__Cosa fare__
Ricopia parola per parola, dall'articolo sul caso di Palermo, tutto il passo che va da "Caso assurdo a" giù fino a "i nuovi rappresentanti.".
##### Estratto della fonte
Caso assurdo a Palermo, un uomo da assolto è rimasto ai domiciliari per due anni, tutto questo perché l’avvocato era morto. L’uomo, un 49enne accusato di stalking nel lontano settembre 2020, era stato dichiarato incapace di intendere e volere e abbandonato dallo stato. Ora farà causa allo Stato con i nuovi rappresentanti.

La vicenda giudiziaria assurda a Palermo
Lo strano caso è accaduto a Giardinello, nella provincia di Palermo, il 25 settembre 2020. Un uomo, quando fu accusato era 47enne, venne fermato con l’accusa di stalking. L’arrestato, una persona che manifesta disturbi mentali, venne messo sotto misura cautelare, ma il processo si concluse con l’assoluzione in primo grado il 19 maggio 2021, sentenza che venne confermata a ottobre dello stesso anno. Per l’uomo, dichiarato incapace di intendere e volere, venne emanato il ricovero in una struttura assistita, ma l’uomo non venne mai accompagnato in clinica. Nel frattempo, l’uomo ha continuato a rimanere agli arresti domiciliari. Il suo avvocato difensore era deceduto e nessuno aveva preso il posto di quest’ultimo. L’uomo vive in campagna in condizioni critiche e ad aiutarlo sono stati i carabinieri che hanno richiesto la nomina di un nuovo avvocato. I nuovi rappresentati sono gli avvocati Rocco Chinnici, Luigi Varotta e Francesco Foraci, che hanno ottenuto la revoca dei domiciliari e hanno annunciato di fare causa al ministero della Giustizia per l’ingiusta detenzione subita dall’ex imputato, dimenticato dallo Stato.

Le parole degli avvocati
«Ci siamo attivati per aiutare questa persona, dopo aver cercato di comprendere per quale titolo si trovasse sottoposto ancora sottoposto alla misura dei domiciliari», spiegano i nuovi rappresentanti del 49enne di Palermo. Inoltre hanno aggiunto: «Si tratta di una vicenda umana che evidenzia quanto sia importante il ruolo del difensore nel processo. Abbiamo ricostruito l’iter della posizione giuridica del soggetto con la collaborazione delle cancellerie e il pm ha immediatamente disposto la scarcerazione perché non vi era più alcun titolo che potesse giustificare il regime coercitivo al quale era sottoposto».
##########
##### Righe
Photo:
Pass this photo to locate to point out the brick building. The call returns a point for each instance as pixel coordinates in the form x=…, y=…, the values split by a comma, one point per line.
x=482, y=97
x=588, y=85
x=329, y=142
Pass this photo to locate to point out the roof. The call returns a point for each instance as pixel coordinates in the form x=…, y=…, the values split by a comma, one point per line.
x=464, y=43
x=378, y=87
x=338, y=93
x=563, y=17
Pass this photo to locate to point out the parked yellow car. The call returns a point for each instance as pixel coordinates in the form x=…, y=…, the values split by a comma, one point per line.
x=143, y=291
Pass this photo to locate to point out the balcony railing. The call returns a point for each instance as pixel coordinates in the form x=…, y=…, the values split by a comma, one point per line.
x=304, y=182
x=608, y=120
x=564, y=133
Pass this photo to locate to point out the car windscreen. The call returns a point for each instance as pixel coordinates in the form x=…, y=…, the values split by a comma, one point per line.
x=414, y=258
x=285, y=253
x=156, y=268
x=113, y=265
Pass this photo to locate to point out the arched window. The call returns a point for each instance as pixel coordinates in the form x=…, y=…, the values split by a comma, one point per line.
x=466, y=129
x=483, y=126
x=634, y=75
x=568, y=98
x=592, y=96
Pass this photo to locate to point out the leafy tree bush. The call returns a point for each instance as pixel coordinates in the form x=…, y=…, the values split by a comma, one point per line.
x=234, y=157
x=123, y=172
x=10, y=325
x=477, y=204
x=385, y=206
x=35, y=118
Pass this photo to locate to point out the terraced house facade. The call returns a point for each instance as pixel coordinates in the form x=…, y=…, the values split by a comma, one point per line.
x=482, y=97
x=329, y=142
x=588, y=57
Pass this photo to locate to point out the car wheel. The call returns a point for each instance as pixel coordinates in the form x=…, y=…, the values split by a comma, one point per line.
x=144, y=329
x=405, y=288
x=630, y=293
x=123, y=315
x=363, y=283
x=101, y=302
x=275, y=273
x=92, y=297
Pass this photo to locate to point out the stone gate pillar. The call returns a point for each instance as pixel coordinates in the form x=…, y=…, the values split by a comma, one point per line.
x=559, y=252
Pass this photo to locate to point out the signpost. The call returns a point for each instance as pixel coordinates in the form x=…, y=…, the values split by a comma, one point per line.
##########
__Risposta__
Caso assurdo a Palermo, un uomo da assolto è rimasto ai domiciliari per due anni, tutto questo perché l’avvocato era morto. L’uomo, un 49enne accusato di stalking nel lontano settembre 2020, era stato dichiarato incapace di intendere e volere e abbandonato dallo stato. Ora farà causa allo Stato con i nuovi rappresentanti.